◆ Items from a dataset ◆
────────
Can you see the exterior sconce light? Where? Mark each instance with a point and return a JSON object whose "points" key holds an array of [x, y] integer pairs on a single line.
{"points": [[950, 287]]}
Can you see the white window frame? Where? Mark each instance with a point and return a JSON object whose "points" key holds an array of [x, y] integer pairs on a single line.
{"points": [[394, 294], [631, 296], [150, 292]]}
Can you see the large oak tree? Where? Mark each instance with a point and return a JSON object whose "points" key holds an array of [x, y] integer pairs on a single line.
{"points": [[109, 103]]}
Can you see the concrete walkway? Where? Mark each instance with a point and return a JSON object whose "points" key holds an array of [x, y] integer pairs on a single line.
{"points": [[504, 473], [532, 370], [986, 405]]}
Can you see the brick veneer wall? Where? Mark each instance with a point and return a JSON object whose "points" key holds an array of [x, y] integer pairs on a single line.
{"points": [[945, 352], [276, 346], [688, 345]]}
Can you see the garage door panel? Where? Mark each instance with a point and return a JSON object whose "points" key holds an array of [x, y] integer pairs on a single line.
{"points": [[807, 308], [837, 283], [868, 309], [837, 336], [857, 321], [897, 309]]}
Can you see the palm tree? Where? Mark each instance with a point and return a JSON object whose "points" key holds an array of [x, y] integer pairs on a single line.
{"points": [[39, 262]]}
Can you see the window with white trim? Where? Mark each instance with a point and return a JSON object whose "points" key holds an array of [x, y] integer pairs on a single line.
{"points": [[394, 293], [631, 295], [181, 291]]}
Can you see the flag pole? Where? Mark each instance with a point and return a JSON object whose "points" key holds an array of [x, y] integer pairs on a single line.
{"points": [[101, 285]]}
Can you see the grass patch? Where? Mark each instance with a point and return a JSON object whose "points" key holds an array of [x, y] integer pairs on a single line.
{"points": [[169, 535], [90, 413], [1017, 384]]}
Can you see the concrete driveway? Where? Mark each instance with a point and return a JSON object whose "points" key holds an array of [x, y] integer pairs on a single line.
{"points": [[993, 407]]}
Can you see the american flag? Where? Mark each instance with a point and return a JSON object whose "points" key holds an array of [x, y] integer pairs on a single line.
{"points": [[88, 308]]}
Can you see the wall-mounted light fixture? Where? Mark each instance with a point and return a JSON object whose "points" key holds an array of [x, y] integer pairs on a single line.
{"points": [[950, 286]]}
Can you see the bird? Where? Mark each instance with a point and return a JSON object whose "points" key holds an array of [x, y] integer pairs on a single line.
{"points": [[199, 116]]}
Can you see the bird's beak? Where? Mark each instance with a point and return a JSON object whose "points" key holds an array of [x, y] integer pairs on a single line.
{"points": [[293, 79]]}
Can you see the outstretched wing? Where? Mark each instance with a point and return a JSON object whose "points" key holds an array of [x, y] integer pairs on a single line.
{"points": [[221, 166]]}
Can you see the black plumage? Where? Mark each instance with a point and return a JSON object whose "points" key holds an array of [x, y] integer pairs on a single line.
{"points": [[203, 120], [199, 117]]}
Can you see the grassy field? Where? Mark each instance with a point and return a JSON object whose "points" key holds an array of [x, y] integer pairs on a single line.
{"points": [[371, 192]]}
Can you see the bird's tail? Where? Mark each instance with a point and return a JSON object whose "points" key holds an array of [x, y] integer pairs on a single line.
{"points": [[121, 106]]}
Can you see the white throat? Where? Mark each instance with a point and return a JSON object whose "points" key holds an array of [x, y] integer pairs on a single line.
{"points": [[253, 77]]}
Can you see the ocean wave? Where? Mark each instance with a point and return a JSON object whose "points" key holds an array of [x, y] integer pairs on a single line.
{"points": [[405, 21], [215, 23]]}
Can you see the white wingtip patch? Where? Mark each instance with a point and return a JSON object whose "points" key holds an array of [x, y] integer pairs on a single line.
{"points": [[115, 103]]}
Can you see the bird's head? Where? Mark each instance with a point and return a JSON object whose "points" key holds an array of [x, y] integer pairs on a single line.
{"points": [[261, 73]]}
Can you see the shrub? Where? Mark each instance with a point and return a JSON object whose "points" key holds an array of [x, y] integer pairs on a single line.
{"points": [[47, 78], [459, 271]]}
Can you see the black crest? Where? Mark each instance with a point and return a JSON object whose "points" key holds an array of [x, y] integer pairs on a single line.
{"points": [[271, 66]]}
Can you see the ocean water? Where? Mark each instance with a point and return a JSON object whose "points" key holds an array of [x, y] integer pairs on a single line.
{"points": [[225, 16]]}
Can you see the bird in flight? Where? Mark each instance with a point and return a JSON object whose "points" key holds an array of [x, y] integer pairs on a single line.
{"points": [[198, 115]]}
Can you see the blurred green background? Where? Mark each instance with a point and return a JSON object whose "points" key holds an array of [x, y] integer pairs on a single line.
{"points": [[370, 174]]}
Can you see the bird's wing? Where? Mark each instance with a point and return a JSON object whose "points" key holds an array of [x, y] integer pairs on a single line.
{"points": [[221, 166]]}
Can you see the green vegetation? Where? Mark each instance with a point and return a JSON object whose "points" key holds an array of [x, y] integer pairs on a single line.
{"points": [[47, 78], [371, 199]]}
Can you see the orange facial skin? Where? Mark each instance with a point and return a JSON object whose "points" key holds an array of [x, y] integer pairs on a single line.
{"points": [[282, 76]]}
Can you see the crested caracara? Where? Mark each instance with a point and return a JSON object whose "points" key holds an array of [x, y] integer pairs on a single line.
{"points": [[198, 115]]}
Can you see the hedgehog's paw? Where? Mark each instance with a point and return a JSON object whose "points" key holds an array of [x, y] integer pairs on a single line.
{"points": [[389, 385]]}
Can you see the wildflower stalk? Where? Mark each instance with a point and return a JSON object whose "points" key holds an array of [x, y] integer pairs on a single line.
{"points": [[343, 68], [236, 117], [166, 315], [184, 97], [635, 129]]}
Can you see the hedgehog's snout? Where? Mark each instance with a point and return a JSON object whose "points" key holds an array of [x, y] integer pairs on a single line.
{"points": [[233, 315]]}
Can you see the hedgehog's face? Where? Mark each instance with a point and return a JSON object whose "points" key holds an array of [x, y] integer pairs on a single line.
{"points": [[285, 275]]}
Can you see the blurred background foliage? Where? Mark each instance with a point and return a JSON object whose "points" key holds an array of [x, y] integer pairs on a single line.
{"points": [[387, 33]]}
────────
◆ What needs to be done ◆
Repeat precisely the lines of the data starting at the one containing "Can you see the hedgehog's snout?", last line included.

◆ Solution ◆
Can you see the hedgehog's snout? Where? Mark each instance with a point and return a JSON object whose "points" key holds an array of [x, y] integer pairs on a single line.
{"points": [[233, 315]]}
Can you see the hedgehog's face? Where? Mark each instance with a point and return a JSON object whose "points" key holds an array of [x, y] integer pairs on a single line.
{"points": [[285, 275]]}
Can you see the blurred background foliage? Where? Mark each instance with a point and return a JSON object whose "points" key holds an array of [x, y] integer pairs on a single line.
{"points": [[387, 33]]}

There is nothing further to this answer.